§ **Questões de interpretação**:
1/ Responda, com base no texto sobre epistemicídio, às perguntas abaixo:
(a) Que termo Boaventura Santos cunhou para o intento de apagar saberes não eurocêntricos?
(b) O que também se destrói quando se destrói uma aldeia?
(c) O que veio atrelado à morte das guerras coloniais?
2/ Indique se cada afirmação abaixo concorda com o texto sobre epistemicídio, citando as palavras dele que decidem a resposta:
(a) O epistemicídio é o intento de apagar saberes eurocêntricos.
(b) As sociedades organizadas africanas foram destruídas em prol de um desenvolvimento que nunca existiu.
(c) O termo "epistemicídio" é atribuído a Boaventura Santos.

§ **Texto fornecido**:
########

Boaventura Santos cunhou como “epistemicídio” o intento de apagar saberes, culturas, conhecimentos e cosmovisões não eurocêntricas. Quando se destrói uma aldeia se destrói também uma biblioteca viva. O que o colonialismo efetivou em África foi um verdadeiro genocídio, tanto humanos como espiritual. Porém as narrativas não se compreendem apenas aos livros e publicações históricas. A destruição de sociedades organizadas africanas em prol de um desenvolvimento que nunca existiu trouxe as dores. São muitas dores, sendo que atreladas à morte das guerras coloniais veio a escravização e comercialização de mentes e corpos africanos.

########

§ **Conteúdo dos dados**:
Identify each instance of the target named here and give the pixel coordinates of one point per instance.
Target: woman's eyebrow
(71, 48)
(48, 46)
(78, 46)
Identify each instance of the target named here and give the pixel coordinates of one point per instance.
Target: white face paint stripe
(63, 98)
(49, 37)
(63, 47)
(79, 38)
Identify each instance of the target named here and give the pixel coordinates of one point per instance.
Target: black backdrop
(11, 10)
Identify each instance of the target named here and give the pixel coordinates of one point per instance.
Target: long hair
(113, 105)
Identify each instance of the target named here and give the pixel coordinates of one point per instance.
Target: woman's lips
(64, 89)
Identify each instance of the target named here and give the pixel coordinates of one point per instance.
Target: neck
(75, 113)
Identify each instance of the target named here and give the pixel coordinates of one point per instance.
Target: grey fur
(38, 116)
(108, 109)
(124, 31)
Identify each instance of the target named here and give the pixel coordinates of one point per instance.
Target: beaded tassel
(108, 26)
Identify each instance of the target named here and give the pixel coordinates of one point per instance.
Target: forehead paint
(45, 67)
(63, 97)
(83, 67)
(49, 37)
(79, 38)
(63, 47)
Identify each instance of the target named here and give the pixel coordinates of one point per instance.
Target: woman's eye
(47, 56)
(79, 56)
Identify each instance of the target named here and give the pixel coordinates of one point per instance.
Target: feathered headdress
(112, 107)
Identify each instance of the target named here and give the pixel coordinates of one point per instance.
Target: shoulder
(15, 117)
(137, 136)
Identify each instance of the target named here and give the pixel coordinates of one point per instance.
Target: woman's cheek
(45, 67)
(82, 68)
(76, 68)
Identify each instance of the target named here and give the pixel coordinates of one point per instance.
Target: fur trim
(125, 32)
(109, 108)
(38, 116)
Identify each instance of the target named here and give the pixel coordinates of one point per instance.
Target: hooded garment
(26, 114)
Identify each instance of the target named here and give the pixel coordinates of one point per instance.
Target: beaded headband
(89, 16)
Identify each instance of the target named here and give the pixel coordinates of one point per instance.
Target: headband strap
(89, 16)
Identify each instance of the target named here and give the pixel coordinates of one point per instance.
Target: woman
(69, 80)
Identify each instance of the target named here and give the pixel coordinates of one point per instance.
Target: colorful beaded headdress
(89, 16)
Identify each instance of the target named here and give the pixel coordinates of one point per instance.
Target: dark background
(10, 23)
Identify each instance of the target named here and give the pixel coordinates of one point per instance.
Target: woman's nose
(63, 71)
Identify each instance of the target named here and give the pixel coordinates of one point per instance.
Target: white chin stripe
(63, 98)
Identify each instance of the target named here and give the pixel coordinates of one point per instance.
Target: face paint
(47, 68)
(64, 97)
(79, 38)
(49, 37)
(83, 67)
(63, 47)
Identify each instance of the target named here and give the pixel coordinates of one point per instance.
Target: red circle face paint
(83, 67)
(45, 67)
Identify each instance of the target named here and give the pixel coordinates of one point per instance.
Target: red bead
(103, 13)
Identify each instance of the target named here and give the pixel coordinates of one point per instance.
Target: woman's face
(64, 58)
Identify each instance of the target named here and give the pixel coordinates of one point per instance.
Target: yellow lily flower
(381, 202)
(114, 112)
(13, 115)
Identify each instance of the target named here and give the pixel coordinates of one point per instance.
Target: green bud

########

§ **Problemas resolvidos**:
1/
(a) Epistemicídio.
(b) Uma biblioteca viva.
(c) A escravização e comercialização de mentes e corpos africanos.

2/
(a) Não: "saberes, culturas, conhecimentos e cosmovisões não eurocêntricas".
(b) Sim: "em prol de um desenvolvimento que nunca existiu".
(c) Sim: "Boaventura Santos cunhou como “epistemicídio”".